--- Start Information provided ---
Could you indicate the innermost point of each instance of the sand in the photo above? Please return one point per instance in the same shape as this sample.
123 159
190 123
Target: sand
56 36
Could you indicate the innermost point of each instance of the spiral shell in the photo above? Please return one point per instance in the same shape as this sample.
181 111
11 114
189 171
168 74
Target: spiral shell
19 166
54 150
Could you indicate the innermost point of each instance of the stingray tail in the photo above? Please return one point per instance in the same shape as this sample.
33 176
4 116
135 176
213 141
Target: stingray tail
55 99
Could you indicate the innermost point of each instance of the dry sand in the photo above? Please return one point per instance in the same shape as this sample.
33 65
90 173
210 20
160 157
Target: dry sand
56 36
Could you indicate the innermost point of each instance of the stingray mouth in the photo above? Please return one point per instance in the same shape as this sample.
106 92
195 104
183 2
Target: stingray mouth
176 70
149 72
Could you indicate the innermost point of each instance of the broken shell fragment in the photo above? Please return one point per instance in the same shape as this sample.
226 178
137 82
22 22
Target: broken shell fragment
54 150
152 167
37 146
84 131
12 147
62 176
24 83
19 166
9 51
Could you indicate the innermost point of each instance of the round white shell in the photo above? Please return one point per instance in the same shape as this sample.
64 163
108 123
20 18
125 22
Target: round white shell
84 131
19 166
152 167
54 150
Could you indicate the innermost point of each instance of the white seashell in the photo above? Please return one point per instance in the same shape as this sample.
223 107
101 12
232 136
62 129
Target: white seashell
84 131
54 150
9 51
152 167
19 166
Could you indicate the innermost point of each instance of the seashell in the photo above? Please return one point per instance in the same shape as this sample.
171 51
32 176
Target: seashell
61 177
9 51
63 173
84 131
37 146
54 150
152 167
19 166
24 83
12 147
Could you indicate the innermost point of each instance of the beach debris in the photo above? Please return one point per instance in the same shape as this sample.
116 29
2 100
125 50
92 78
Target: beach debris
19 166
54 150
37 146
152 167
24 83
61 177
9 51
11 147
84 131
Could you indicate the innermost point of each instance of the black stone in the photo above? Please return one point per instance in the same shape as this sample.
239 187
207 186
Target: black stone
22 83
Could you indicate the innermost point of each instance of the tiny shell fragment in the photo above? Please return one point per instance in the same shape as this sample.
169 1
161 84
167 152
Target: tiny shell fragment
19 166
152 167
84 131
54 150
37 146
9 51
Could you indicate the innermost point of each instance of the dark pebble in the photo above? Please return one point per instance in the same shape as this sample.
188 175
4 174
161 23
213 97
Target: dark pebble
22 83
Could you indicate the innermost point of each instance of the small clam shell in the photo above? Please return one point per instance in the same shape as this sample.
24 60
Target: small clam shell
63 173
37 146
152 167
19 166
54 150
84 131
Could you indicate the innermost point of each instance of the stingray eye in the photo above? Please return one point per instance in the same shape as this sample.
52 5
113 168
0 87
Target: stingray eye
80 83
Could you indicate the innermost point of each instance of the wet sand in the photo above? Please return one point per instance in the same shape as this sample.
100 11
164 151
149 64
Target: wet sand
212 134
--- End Information provided ---
- [Stated exercise]
Rewrite all of the material above as a JSON list of strings, with one string for each line and blank lines omitted.

- [The completed task]
[
  "Could you indicate the innermost point of each instance of the sand in the photo above? Please return one point per instance in the same shape as this sample.",
  "123 159",
  "190 123",
  "Target: sand",
  "56 36",
  "Could you indicate the innermost point of each instance of the spiral shell in the photo above? Please return one point per instance in the same shape as this sample.",
  "181 111",
  "11 114",
  "189 171",
  "168 74",
  "Target: spiral shell",
  "19 166",
  "54 150",
  "Could you indicate the innermost point of each instance of the stingray tail in the photo above? Please return one point per instance in the same shape as this sample.",
  "33 176",
  "4 116",
  "135 176",
  "213 141",
  "Target: stingray tail",
  "55 99",
  "Could you indicate the innermost point of each instance of the dry sand in the photo above? Please return one point per instance in the same shape as this sample.",
  "33 65",
  "90 173",
  "210 20",
  "160 157",
  "Target: dry sand",
  "56 36",
  "Could you indicate the innermost point of each instance of the stingray mouth in the photo above? Please return one point per instance in the same shape as this sample.",
  "106 92",
  "195 104",
  "183 2",
  "Target: stingray mouth",
  "176 70",
  "149 72",
  "Could you indicate the innermost point of each instance of the broken shell fragment in the photo above? Please return one point per instance in the same shape as this sample.",
  "226 178",
  "137 82",
  "22 22",
  "Target: broken shell fragment",
  "54 150",
  "152 167",
  "37 146",
  "84 131",
  "12 147",
  "62 176",
  "24 83",
  "19 166",
  "9 51",
  "Could you indicate the innermost point of each instance of the round white shell in the photo above? Please return one point per instance in the same shape as this sample.",
  "64 163",
  "108 123",
  "20 18",
  "125 22",
  "Target: round white shell",
  "84 131",
  "19 166",
  "152 167",
  "54 150",
  "Could you indicate the innermost point of each instance of the white seashell in the photo above? Please return one point per instance in the same shape as this sample.",
  "223 107",
  "101 12",
  "232 136",
  "62 129",
  "Target: white seashell",
  "84 131",
  "54 150",
  "9 51",
  "152 167",
  "19 166",
  "Could you indicate the innermost point of each instance of the seashell in the photo above? Please return one point per instance in the same shape as this sample.",
  "171 51",
  "32 176",
  "Target: seashell",
  "61 177",
  "9 51",
  "63 173",
  "84 131",
  "37 146",
  "54 150",
  "152 167",
  "19 166",
  "24 83",
  "12 147",
  "Could you indicate the innermost point of each instance of the beach debris in the photo above? Please return one point per instance in the same shape as this sample.",
  "116 29",
  "2 100",
  "125 50",
  "92 78",
  "Target: beach debris",
  "19 166",
  "54 150",
  "37 146",
  "152 167",
  "24 83",
  "61 177",
  "9 51",
  "11 147",
  "84 131",
  "Could you indicate the innermost point of each instance of the black stone in the photo above? Please return one point per instance in the same shape as this sample.",
  "239 187",
  "207 186",
  "Target: black stone",
  "22 83",
  "Could you indicate the innermost point of each instance of the tiny shell fragment in the photo above? Please return one point per instance in the same shape as this sample.",
  "169 1",
  "161 84",
  "167 152",
  "Target: tiny shell fragment",
  "19 166",
  "152 167",
  "84 131",
  "54 150",
  "37 146",
  "9 51",
  "Could you indicate the innermost point of each instance of the dark pebble in the photo above? Please return one point per instance in the same shape as this sample.",
  "188 175",
  "4 174",
  "161 23",
  "213 97",
  "Target: dark pebble",
  "22 83",
  "Could you indicate the innermost point of each instance of the small clam shell in the photo above? Please return one point per instance in the same shape as this sample.",
  "24 60",
  "Target: small clam shell",
  "63 173",
  "37 146",
  "152 167",
  "19 166",
  "54 150",
  "84 131",
  "Could you indicate the innermost point of each instance of the stingray eye in the photo above? Please return one point per instance in the same shape as this sample.",
  "52 5",
  "113 168",
  "0 87",
  "Target: stingray eye",
  "80 83",
  "Could you indicate the innermost point of each instance of the wet sand in the photo above? Please return one point per instance in the same shape as this sample.",
  "100 11",
  "164 151",
  "149 64",
  "Target: wet sand",
  "212 134"
]